### Given entries
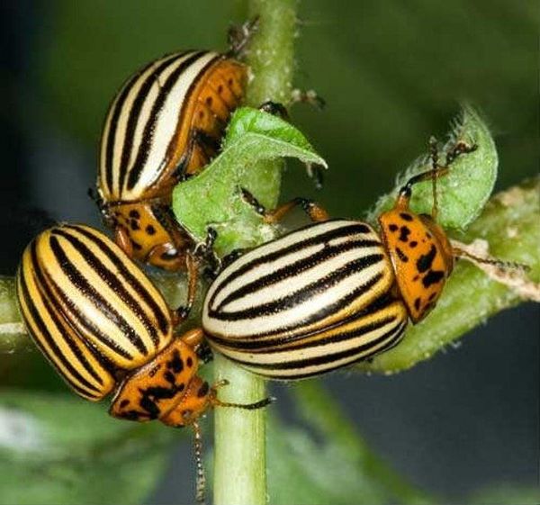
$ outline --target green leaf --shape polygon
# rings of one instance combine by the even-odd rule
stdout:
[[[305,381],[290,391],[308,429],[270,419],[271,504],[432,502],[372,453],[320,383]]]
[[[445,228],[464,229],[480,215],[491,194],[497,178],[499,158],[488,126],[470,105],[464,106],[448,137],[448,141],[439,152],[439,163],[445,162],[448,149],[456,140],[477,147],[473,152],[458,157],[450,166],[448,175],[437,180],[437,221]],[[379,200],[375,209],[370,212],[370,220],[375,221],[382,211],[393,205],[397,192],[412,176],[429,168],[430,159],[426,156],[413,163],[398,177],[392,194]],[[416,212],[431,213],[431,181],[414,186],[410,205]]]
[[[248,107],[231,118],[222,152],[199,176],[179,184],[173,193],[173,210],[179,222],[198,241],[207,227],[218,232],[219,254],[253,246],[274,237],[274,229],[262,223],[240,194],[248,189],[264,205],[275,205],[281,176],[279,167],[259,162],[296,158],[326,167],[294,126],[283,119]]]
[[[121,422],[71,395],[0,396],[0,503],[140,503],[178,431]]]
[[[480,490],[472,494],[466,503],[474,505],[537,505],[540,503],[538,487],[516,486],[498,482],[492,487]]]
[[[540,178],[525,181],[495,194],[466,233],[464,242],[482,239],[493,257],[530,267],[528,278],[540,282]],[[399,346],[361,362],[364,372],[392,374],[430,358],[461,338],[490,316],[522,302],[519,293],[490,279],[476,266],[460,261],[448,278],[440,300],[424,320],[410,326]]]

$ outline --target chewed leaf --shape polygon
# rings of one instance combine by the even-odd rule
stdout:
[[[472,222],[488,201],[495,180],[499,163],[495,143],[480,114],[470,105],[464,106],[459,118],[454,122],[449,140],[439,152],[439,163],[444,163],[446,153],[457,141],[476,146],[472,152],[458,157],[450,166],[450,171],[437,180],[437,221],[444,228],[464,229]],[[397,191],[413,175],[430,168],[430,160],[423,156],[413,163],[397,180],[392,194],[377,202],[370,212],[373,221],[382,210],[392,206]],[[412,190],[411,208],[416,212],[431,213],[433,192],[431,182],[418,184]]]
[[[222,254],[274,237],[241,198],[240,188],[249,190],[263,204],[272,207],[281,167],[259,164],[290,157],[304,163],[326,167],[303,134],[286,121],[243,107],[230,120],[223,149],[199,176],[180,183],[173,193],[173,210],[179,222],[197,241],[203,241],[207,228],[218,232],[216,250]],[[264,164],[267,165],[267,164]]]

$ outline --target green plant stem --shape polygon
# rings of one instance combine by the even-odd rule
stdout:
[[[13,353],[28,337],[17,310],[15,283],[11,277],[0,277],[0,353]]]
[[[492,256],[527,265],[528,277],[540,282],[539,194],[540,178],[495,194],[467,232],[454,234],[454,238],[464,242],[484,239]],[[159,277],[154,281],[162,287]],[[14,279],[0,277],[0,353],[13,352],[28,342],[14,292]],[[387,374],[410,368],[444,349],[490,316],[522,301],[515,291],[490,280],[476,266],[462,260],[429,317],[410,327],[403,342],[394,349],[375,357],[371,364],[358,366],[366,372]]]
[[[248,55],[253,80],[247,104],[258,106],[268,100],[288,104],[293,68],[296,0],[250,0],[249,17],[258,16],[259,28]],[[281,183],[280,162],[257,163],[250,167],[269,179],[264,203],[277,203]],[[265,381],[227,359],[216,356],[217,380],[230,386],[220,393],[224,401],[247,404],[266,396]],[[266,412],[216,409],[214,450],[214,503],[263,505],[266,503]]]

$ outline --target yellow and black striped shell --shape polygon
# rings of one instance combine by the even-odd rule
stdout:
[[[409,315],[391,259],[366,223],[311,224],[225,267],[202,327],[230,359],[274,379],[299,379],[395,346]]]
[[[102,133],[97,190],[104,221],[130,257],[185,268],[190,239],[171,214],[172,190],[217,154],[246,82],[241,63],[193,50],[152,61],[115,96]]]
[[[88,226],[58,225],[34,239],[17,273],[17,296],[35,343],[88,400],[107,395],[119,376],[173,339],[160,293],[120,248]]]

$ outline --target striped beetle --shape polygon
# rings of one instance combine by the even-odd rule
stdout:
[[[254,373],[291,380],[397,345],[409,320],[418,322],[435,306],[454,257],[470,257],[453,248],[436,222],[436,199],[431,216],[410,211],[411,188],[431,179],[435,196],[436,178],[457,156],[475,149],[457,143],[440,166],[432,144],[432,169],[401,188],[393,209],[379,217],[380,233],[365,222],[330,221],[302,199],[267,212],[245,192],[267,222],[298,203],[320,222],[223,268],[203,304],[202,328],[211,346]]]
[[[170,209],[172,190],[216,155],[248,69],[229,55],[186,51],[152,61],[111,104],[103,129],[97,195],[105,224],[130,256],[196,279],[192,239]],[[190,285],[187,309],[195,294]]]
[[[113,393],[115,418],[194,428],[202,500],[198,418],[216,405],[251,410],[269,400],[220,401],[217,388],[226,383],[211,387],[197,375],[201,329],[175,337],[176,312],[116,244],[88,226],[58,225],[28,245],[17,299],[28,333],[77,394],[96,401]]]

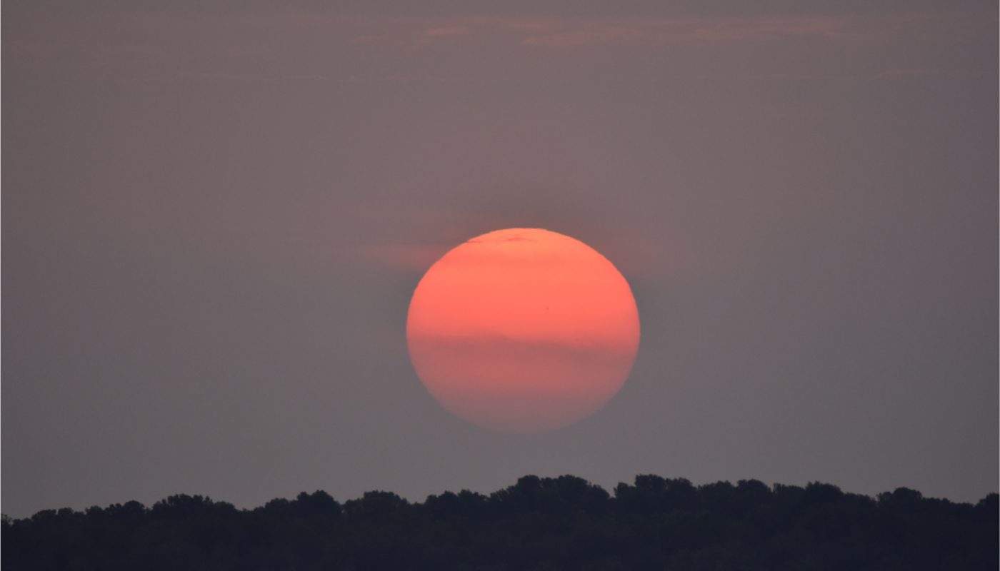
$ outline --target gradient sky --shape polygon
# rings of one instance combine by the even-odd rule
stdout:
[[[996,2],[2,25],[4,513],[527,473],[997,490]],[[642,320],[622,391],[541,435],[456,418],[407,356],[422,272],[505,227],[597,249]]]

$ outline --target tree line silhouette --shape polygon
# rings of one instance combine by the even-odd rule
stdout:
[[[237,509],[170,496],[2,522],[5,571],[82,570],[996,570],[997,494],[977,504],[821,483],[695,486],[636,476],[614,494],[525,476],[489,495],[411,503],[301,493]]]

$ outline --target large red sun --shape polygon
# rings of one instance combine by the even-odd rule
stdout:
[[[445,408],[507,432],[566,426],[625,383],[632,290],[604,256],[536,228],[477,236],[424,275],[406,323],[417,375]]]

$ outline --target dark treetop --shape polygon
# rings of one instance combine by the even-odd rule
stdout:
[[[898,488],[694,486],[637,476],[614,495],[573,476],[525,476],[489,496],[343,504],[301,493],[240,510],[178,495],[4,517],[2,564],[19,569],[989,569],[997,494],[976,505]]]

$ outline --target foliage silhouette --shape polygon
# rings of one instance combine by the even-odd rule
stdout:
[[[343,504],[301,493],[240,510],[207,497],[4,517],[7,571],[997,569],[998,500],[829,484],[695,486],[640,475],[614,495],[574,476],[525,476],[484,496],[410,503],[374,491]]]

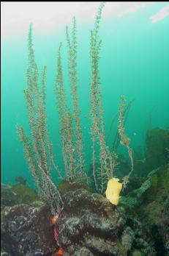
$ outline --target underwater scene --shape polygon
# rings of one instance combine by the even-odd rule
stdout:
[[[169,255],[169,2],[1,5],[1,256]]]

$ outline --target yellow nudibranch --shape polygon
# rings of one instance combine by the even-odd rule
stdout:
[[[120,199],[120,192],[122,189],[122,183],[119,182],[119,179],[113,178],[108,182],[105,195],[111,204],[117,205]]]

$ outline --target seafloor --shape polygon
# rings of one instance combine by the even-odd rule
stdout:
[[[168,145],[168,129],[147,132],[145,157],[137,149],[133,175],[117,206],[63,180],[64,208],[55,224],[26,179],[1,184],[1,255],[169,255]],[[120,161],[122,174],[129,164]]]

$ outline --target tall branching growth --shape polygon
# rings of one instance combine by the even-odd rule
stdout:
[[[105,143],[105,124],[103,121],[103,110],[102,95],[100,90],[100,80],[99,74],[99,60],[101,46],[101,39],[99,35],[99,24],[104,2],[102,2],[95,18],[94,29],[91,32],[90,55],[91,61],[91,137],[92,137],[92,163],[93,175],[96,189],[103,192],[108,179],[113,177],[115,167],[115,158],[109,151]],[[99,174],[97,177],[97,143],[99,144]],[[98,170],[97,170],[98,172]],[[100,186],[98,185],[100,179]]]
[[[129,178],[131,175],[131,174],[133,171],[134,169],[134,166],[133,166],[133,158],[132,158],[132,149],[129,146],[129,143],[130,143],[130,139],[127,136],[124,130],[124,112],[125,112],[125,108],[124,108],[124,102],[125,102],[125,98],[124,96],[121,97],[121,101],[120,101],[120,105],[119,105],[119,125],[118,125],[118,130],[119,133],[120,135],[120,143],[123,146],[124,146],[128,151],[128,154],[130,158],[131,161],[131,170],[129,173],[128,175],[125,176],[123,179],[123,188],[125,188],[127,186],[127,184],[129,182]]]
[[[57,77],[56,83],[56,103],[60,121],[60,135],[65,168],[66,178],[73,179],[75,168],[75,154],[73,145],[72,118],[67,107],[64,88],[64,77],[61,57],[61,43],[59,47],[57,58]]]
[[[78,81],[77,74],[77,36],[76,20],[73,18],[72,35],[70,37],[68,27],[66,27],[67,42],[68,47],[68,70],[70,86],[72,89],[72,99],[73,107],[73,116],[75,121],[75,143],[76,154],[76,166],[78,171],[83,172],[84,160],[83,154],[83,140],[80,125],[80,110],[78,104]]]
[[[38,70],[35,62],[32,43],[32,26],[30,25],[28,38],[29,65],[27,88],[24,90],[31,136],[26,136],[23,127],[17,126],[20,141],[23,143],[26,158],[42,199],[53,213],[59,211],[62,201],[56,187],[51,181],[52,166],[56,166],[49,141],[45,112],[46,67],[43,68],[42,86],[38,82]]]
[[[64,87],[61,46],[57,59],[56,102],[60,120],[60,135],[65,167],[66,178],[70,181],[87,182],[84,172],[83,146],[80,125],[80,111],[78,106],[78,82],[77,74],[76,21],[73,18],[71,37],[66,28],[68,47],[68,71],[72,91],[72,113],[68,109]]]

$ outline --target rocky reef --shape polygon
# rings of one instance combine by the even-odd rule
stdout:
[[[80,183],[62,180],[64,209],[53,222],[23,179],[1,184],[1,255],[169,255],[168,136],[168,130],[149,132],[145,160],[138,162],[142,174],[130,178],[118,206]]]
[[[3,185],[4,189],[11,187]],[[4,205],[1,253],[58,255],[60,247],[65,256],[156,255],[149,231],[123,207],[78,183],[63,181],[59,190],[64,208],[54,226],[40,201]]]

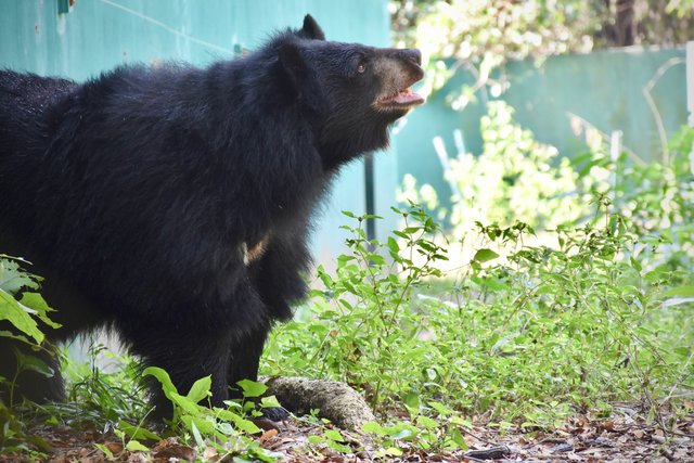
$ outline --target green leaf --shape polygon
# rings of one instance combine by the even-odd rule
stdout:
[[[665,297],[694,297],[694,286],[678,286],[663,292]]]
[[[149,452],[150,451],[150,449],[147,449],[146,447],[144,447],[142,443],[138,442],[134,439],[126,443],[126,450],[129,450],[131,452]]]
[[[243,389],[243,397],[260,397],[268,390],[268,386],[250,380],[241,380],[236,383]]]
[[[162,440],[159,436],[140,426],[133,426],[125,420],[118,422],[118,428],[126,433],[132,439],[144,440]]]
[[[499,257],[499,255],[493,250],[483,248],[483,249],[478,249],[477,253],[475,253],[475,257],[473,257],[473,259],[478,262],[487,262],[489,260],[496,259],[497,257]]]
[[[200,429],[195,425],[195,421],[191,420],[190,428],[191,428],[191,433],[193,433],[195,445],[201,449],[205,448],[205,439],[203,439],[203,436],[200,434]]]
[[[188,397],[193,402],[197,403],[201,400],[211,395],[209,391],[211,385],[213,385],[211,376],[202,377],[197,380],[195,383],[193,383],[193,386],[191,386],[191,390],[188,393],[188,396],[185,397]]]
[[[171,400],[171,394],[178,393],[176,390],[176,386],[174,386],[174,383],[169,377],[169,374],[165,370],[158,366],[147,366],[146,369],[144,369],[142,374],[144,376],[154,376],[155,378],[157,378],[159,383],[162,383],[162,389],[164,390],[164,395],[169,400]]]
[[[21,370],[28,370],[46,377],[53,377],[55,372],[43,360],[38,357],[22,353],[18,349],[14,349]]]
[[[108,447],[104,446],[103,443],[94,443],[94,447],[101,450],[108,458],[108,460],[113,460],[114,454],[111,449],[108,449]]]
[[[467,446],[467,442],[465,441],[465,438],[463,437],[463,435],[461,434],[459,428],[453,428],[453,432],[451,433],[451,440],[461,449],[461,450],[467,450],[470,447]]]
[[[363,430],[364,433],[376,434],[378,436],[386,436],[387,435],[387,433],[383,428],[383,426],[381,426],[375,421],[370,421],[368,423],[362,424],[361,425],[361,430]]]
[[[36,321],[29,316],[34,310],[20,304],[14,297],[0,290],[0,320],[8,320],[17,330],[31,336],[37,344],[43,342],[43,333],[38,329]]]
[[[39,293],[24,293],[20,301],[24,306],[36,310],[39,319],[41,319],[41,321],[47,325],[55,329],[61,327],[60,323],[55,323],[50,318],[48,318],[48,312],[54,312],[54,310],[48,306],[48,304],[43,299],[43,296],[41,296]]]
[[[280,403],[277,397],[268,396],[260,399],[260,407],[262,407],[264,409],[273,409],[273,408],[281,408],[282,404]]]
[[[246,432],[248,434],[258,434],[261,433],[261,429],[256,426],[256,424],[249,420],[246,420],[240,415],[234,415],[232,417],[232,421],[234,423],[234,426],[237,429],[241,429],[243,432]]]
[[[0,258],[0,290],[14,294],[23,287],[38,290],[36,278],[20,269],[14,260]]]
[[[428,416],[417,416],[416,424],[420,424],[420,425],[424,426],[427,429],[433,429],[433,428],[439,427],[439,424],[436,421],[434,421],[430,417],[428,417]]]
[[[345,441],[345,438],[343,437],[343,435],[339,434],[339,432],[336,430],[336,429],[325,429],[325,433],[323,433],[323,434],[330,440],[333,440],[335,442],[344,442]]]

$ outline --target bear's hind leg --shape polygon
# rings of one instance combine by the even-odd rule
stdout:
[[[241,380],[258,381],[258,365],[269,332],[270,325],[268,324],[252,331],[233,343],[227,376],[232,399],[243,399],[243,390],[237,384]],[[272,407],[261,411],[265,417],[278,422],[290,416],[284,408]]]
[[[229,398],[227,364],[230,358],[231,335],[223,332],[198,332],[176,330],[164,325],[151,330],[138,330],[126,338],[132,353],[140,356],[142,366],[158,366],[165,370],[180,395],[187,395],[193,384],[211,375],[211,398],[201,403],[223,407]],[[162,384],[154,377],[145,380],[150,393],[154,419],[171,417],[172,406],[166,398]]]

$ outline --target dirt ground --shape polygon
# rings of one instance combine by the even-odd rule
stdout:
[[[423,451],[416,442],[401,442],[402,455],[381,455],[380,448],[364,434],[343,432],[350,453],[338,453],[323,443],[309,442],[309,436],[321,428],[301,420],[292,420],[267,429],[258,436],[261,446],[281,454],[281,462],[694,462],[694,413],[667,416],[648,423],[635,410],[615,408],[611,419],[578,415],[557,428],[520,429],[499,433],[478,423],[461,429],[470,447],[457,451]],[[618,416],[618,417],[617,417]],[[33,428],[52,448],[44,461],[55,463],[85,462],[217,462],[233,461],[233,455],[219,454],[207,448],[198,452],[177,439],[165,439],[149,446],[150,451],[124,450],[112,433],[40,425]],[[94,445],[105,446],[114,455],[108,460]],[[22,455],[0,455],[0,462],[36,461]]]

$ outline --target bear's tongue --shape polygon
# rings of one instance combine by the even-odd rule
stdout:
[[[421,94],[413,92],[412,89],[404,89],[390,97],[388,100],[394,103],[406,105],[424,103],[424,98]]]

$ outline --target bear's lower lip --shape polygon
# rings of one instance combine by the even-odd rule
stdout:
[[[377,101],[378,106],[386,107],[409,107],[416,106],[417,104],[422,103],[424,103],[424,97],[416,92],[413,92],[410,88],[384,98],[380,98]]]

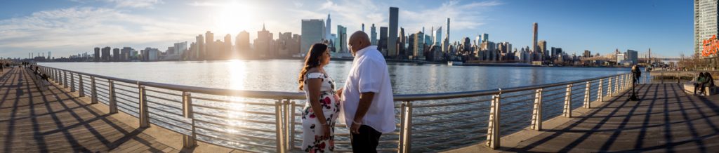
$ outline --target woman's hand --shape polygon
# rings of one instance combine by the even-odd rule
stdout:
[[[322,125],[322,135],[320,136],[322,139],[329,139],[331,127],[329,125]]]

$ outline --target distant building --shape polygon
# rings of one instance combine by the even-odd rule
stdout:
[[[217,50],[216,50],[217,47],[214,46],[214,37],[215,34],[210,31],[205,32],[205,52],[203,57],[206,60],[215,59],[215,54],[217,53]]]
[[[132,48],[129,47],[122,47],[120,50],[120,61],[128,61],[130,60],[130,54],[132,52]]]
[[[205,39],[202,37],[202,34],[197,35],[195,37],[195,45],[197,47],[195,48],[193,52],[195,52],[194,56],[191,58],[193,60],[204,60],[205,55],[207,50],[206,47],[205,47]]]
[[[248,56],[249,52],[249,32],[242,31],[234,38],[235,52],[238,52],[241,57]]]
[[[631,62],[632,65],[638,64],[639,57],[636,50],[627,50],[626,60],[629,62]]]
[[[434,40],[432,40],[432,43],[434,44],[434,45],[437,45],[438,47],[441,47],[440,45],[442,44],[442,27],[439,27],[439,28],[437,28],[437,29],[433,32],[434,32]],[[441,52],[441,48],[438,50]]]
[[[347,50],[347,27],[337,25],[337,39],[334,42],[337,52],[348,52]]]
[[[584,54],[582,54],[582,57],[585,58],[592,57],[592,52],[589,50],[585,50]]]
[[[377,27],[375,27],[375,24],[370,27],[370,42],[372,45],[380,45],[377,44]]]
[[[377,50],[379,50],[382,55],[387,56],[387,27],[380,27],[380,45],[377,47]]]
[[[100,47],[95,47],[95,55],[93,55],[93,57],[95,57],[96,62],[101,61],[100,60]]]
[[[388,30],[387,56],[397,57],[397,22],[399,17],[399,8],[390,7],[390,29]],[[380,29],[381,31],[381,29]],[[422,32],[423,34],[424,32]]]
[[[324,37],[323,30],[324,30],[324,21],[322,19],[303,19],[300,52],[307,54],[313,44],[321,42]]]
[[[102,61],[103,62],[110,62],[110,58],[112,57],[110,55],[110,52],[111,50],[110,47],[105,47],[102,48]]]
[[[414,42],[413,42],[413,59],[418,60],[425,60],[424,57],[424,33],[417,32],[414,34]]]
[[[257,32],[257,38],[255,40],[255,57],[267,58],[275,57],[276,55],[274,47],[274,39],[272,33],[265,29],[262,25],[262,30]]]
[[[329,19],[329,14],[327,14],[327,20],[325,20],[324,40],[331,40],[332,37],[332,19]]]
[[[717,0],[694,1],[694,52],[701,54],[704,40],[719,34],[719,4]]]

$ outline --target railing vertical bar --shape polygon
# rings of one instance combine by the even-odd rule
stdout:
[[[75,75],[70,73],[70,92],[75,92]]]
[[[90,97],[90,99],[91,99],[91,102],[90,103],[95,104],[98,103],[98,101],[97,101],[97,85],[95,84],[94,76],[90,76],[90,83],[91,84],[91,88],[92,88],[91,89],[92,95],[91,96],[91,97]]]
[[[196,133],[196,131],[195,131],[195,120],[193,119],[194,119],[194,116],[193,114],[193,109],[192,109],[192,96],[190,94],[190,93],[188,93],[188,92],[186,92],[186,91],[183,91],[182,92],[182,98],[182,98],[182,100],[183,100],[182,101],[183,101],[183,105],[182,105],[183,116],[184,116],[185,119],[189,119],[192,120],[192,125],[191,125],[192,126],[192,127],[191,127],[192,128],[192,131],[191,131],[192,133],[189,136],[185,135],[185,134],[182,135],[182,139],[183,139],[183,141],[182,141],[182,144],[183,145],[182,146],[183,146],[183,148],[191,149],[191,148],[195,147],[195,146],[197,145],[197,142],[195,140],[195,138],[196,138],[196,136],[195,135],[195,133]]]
######
▸ **Exercise**
Gather every line of the data above that contains the string "striped", treating uppercase and lowercase letters as different.

▸ **Result for this exercise**
$ outline --target yellow and black striped shell --shape polygon
$ outline --target striped beetle --shape polygon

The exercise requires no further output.